_PROMPT_. Starting at the line that contains "pile of oranges", restate each line word for word through the final line of the data, keeping both ends.

══ EXTRACTED INFORMATION

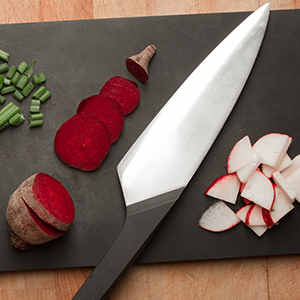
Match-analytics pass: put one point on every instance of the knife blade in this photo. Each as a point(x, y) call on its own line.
point(160, 164)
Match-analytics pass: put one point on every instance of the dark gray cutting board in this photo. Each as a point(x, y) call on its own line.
point(78, 57)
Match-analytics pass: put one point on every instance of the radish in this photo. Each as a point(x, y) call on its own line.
point(272, 147)
point(259, 189)
point(225, 188)
point(218, 217)
point(107, 110)
point(123, 91)
point(82, 142)
point(241, 155)
point(284, 186)
point(39, 211)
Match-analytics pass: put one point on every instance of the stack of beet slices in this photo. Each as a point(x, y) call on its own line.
point(83, 141)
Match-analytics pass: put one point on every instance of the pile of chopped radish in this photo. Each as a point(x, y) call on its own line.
point(265, 177)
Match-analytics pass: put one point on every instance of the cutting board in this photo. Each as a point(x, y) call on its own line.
point(78, 57)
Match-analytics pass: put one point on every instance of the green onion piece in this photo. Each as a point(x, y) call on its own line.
point(27, 89)
point(2, 99)
point(4, 67)
point(45, 96)
point(22, 82)
point(16, 78)
point(16, 119)
point(11, 72)
point(22, 67)
point(38, 79)
point(37, 94)
point(4, 55)
point(29, 70)
point(1, 81)
point(8, 89)
point(9, 114)
point(7, 81)
point(18, 95)
point(36, 123)
point(5, 125)
point(34, 109)
point(35, 116)
point(21, 120)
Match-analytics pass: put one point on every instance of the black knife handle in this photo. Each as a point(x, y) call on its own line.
point(137, 231)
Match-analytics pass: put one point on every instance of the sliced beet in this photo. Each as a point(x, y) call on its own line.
point(82, 142)
point(124, 91)
point(107, 110)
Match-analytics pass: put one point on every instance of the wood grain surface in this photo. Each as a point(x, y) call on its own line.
point(249, 278)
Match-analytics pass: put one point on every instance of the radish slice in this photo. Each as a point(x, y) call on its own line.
point(293, 167)
point(240, 155)
point(272, 147)
point(284, 186)
point(259, 189)
point(218, 217)
point(225, 188)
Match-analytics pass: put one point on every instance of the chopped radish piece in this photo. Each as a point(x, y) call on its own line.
point(284, 186)
point(218, 217)
point(293, 181)
point(259, 189)
point(282, 205)
point(225, 188)
point(240, 155)
point(285, 163)
point(245, 173)
point(293, 167)
point(272, 147)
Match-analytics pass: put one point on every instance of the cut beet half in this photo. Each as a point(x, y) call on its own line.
point(107, 110)
point(82, 142)
point(124, 91)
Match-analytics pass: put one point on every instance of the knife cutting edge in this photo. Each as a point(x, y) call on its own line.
point(159, 165)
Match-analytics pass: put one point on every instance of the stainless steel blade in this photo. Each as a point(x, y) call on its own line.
point(166, 155)
point(161, 162)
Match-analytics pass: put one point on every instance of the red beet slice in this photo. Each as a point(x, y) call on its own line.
point(107, 110)
point(82, 142)
point(124, 91)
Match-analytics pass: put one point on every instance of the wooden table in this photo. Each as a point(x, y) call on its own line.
point(247, 278)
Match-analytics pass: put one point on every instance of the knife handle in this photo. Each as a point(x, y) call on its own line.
point(137, 231)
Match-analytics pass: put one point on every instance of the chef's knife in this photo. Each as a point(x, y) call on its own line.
point(159, 165)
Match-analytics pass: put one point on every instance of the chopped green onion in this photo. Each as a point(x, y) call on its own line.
point(1, 81)
point(7, 81)
point(22, 82)
point(5, 125)
point(22, 67)
point(18, 95)
point(38, 79)
point(35, 116)
point(36, 123)
point(4, 67)
point(9, 114)
point(27, 89)
point(45, 96)
point(29, 70)
point(11, 72)
point(16, 78)
point(8, 89)
point(39, 92)
point(17, 119)
point(2, 99)
point(4, 55)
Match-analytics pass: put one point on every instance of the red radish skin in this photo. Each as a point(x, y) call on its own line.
point(124, 91)
point(138, 64)
point(82, 142)
point(107, 110)
point(26, 226)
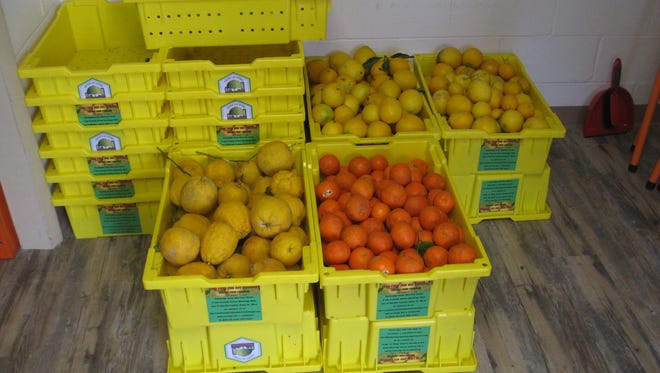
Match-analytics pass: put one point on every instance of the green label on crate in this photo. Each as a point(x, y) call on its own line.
point(113, 189)
point(498, 195)
point(499, 155)
point(403, 300)
point(90, 115)
point(238, 303)
point(111, 165)
point(121, 218)
point(240, 134)
point(403, 345)
point(234, 83)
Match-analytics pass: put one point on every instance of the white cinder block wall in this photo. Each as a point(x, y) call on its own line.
point(567, 47)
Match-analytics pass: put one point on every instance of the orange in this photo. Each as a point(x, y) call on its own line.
point(335, 252)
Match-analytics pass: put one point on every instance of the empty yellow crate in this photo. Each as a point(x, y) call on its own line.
point(209, 132)
point(91, 217)
point(288, 107)
point(248, 346)
point(515, 196)
point(235, 70)
point(123, 106)
point(108, 162)
point(470, 151)
point(365, 293)
point(440, 343)
point(67, 135)
point(430, 123)
point(177, 23)
point(192, 301)
point(92, 49)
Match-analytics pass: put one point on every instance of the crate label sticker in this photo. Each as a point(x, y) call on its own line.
point(403, 345)
point(499, 155)
point(243, 350)
point(403, 300)
point(234, 83)
point(113, 189)
point(93, 88)
point(104, 141)
point(123, 218)
point(95, 114)
point(237, 303)
point(236, 110)
point(110, 165)
point(498, 195)
point(240, 134)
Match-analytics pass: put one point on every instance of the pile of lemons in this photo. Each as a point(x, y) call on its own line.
point(365, 95)
point(235, 219)
point(478, 92)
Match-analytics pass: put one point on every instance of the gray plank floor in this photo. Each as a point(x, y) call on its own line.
point(576, 293)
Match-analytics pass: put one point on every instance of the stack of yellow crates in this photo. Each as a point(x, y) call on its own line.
point(501, 175)
point(101, 116)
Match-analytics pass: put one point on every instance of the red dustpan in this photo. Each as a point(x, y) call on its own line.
point(612, 110)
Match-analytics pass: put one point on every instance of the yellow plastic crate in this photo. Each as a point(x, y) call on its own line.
point(472, 151)
point(261, 69)
point(67, 135)
point(92, 44)
point(440, 343)
point(287, 107)
point(189, 301)
point(108, 162)
point(248, 346)
point(91, 217)
point(430, 123)
point(209, 132)
point(177, 23)
point(123, 106)
point(515, 196)
point(103, 187)
point(357, 293)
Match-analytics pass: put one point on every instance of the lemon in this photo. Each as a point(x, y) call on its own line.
point(411, 100)
point(379, 128)
point(511, 121)
point(461, 120)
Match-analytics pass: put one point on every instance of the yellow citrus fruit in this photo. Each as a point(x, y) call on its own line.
point(461, 120)
point(256, 248)
point(337, 58)
point(458, 103)
point(194, 222)
point(220, 171)
point(411, 100)
point(451, 56)
point(314, 68)
point(236, 266)
point(287, 248)
point(322, 113)
point(406, 79)
point(363, 54)
point(356, 126)
point(179, 245)
point(199, 195)
point(379, 128)
point(487, 124)
point(333, 95)
point(390, 110)
point(409, 123)
point(197, 268)
point(370, 113)
point(511, 121)
point(472, 57)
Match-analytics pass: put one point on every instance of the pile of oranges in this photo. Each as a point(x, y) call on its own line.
point(393, 218)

════

_REPLY_.
Match-analytics pass: put one point on every instance of the pile of oranges in this photo. Each as a point(x, y) call on its own line.
point(393, 218)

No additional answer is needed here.